■ WHAT YOU ARE ASKED TO DO
Nothing is to be left out: repeat every entry exactly as given.

==*==

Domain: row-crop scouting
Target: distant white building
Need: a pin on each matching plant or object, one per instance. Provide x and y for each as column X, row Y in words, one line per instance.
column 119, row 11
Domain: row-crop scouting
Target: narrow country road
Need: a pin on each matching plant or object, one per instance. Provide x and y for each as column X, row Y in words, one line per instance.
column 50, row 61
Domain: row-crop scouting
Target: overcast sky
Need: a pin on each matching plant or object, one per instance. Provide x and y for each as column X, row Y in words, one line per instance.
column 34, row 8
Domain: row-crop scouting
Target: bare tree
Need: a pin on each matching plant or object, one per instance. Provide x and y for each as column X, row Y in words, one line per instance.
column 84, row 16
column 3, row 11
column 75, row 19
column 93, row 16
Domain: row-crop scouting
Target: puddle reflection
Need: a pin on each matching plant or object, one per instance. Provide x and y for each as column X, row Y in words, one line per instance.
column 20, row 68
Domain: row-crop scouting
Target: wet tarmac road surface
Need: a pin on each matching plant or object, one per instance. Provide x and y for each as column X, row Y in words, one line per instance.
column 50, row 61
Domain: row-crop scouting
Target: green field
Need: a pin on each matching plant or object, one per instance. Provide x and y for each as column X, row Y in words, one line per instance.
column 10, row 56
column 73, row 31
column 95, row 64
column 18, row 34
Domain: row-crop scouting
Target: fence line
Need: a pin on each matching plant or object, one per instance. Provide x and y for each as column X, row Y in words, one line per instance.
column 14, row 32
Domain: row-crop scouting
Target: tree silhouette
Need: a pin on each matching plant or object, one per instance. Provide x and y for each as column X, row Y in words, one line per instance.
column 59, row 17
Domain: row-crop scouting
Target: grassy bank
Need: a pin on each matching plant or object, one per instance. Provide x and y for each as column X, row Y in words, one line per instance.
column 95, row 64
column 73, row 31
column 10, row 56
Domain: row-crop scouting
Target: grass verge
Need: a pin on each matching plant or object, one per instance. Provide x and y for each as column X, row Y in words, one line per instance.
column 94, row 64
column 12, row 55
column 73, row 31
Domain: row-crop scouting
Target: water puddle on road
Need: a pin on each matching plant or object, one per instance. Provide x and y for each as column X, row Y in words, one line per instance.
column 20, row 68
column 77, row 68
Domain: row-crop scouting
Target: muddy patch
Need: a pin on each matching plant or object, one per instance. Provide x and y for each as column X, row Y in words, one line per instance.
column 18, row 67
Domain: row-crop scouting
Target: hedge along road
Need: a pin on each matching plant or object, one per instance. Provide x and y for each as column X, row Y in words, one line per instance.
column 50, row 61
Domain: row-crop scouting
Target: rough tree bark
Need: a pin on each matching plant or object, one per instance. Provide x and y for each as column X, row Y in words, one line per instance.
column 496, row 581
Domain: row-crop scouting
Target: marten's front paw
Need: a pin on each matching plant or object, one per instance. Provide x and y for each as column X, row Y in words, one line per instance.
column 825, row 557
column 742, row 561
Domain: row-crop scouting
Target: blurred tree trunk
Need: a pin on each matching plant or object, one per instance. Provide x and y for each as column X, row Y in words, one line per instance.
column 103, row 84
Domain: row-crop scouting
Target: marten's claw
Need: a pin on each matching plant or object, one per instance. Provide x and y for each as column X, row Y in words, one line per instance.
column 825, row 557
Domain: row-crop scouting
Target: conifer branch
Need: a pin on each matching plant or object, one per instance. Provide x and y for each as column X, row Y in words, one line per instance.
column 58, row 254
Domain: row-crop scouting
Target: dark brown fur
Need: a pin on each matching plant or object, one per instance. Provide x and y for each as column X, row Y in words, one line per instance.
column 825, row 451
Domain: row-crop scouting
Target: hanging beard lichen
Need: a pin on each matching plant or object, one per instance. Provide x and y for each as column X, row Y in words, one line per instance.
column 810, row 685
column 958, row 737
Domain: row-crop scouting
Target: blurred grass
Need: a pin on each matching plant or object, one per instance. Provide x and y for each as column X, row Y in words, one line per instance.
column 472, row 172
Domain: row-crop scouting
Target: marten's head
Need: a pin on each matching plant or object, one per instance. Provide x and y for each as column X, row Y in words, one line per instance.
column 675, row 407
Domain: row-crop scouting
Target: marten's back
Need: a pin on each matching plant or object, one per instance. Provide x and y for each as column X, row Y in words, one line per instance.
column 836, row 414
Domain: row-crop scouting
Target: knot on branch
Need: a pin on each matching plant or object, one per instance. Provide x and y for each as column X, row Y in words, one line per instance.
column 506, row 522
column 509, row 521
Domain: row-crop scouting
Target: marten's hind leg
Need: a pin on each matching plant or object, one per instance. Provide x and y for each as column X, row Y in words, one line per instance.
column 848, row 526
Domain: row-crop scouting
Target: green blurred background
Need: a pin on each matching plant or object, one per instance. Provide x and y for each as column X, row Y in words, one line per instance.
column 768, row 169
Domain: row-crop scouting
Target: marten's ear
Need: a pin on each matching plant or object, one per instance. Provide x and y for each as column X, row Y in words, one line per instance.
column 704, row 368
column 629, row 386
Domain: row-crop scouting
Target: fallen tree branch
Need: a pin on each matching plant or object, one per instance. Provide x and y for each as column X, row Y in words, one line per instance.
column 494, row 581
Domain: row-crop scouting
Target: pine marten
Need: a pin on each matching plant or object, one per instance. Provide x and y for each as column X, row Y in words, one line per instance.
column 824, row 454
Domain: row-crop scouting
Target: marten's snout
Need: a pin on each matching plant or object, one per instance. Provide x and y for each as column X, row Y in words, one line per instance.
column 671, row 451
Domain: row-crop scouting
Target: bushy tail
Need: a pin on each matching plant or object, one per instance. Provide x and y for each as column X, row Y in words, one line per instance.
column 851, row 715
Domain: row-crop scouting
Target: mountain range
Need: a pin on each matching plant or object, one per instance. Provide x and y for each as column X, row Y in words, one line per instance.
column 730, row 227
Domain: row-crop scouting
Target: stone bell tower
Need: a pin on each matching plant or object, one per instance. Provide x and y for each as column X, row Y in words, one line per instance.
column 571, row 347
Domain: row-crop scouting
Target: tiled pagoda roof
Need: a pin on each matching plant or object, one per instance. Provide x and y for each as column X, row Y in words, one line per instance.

==*==

■ ANSWER SPACE
Domain: row-crop scouting
Target: distant white building
Need: a pin on each matching plant or object, one per instance. Provide x and y for each as column X, row Y in words, one line per instance.
column 119, row 11
Domain: row-crop scouting
Target: narrow country road
Need: a pin on each matching plant or object, one per instance. Provide x and y for each as column X, row Y in words, one line per instance.
column 50, row 61
Domain: row-crop scouting
Target: overcast sky
Need: a pin on each matching plant or object, one per instance. Provide x and y for each as column X, row Y in words, one line per instance.
column 34, row 8
Domain: row-crop scouting
Target: bare tree
Need: a pin on each matching plant or object, one per instance. Provide x and y for each as column X, row Y in words, one line per instance.
column 84, row 16
column 3, row 11
column 75, row 19
column 93, row 16
Domain: row-crop scouting
Target: puddle reflection
Need: a pin on each matching plant or object, one per instance. Provide x and y for each as column X, row Y in words, one line per instance.
column 20, row 68
Domain: row-crop scouting
Target: wet tarmac road surface
Need: a pin on each matching plant or object, one per instance. Provide x and y for each as column X, row Y in words, one line per instance.
column 50, row 61
Domain: row-crop scouting
Target: green field
Need: a pin on each matching plant or object, one per instance. Provide x and y for each as column X, row Y in words, one line per instance.
column 10, row 56
column 73, row 31
column 95, row 64
column 18, row 34
Domain: row-crop scouting
Target: fence line
Need: a pin on each matching plant or object, one per instance. Provide x and y for each as column X, row Y in words, one line per instance.
column 14, row 32
Domain: row-crop scouting
Target: tree silhouette
Need: a pin on each matching plant or object, one per instance. Provide x and y for each as column X, row Y in words, one line per instance.
column 59, row 17
Domain: row-crop scouting
Target: grassy bank
Need: a pin on each matching plant or object, one per instance. Provide x and y for each as column X, row Y in words, one line per instance.
column 95, row 64
column 73, row 31
column 10, row 56
Domain: row-crop scouting
Target: grass verge
Need: a pin on each matching plant or object, one per instance. Provide x and y for each as column X, row Y in words, one line per instance.
column 94, row 64
column 12, row 55
column 73, row 31
Domain: row-crop scouting
Target: water puddle on road
Need: a pin on each matching plant or object, one per instance. Provide x and y for each as column X, row Y in words, one line per instance.
column 20, row 68
column 77, row 68
Domain: row-crop scouting
Target: muddy patch
Need: a pin on each matching plant or object, one per instance. Provide x and y for each as column X, row Y in words, one line per instance.
column 18, row 67
Domain: row-crop scouting
Target: hedge along road
Need: a pin on each matching plant or object, one per instance. Provide x and y for each as column X, row Y in words, one line per instance.
column 50, row 61
Domain: row-crop scouting
Target: rough tree bark
Need: a pin on each matching plant or object, one per instance. Provide x and y for each as column X, row Y in words, one line per instance.
column 496, row 581
Domain: row-crop scouting
Target: marten's front paw
Need: a pin on each matching plant or object, one per instance. Provide x and y for each as column X, row Y in words, one line per instance.
column 825, row 557
column 742, row 561
Domain: row-crop scouting
Target: blurred tree trunk
Need: a pin on each matching plant or object, one per instance. Provide x and y for each as column X, row Y in words, one line per instance.
column 103, row 84
Domain: row-crop scouting
Target: marten's claw
Need: a pin on each matching plant or object, one per instance. Provide x and y for each as column X, row Y in words, one line per instance.
column 825, row 557
Domain: row-crop scouting
Target: conifer branch
Need: a pin on each matching plant or object, one per instance. Provide x and y for each as column X, row Y in words, one line per instance.
column 58, row 254
Domain: row-crop scouting
Target: dark brown fur
Need: a pin on each matching plant or object, one per instance. Provide x and y for each as column X, row Y in words, one line per instance.
column 825, row 451
Domain: row-crop scouting
Target: hanging beard lichen
Need: a pin on each matching plant or object, one per instance. Provide x and y for each as column X, row Y in words, one line per instance.
column 810, row 685
column 958, row 737
Domain: row-crop scouting
Target: blurred grass
Need: a pin on each matching plant or object, one per instance. Provide x and y for each as column X, row Y in words, one line per instance.
column 472, row 172
Domain: row-crop scouting
Target: marten's head
Need: a pin on each matching plant or object, one per instance. Provide x and y for each as column X, row Y in words, one line per instance.
column 675, row 407
Domain: row-crop scouting
Target: marten's back
Need: a pin on each matching plant or object, one per instance. Provide x and y for each as column X, row Y in words, one line per instance.
column 836, row 414
Domain: row-crop scouting
Target: knot on branch
Need: a pin on each matching plant or object, one per instance. Provide x and y for each as column X, row Y in words, one line per instance.
column 506, row 522
column 509, row 521
Domain: row-crop scouting
Target: marten's hind leg
Need: a pin on each matching plant or object, one per instance. Provide x and y for each as column X, row Y in words, one line per instance.
column 848, row 526
Domain: row-crop scouting
Target: green blurred background
Need: a pin on each matching plant or object, one per instance. Provide x and y for each as column X, row Y in words, one line per instance.
column 768, row 169
Domain: row-crop scouting
Target: marten's ear
Need: a pin on each matching plant or object, one per instance. Provide x and y for each as column X, row Y in words, one line per instance.
column 704, row 368
column 629, row 386
Domain: row-crop scouting
Target: fallen tree branch
Need: a pin on each matching plant or object, one per instance. Provide x and y for each as column X, row Y in words, one line per instance.
column 494, row 581
Domain: row-crop scouting
Target: pine marten
Need: a pin on each matching plant or object, one per instance. Provide x and y for each as column X, row Y in words, one line per instance.
column 824, row 454
Domain: row-crop scouting
Target: marten's snout
Need: a pin on each matching plant or object, one per instance. Provide x and y for each as column X, row Y in words, one line per instance.
column 671, row 451
Domain: row-crop scouting
Target: bushy tail
Need: a pin on each matching plant or object, one per instance. Provide x and y for each as column X, row Y in words, one line per instance.
column 851, row 715
Domain: row-crop scouting
Target: mountain range
Need: a pin on each matching plant or object, one per instance. Provide x and y for each as column X, row Y in words, one line per instance.
column 730, row 227
Domain: row-crop scouting
Target: stone bell tower
Need: a pin on each matching plant or object, one per instance. Provide x and y for each as column X, row Y in words, one line per instance.
column 571, row 347
Domain: row-crop scouting
Target: tiled pagoda roof
Need: a pin on each matching plant or object, one per instance. Provide x and y for each as column X, row Y in words, one line per instance.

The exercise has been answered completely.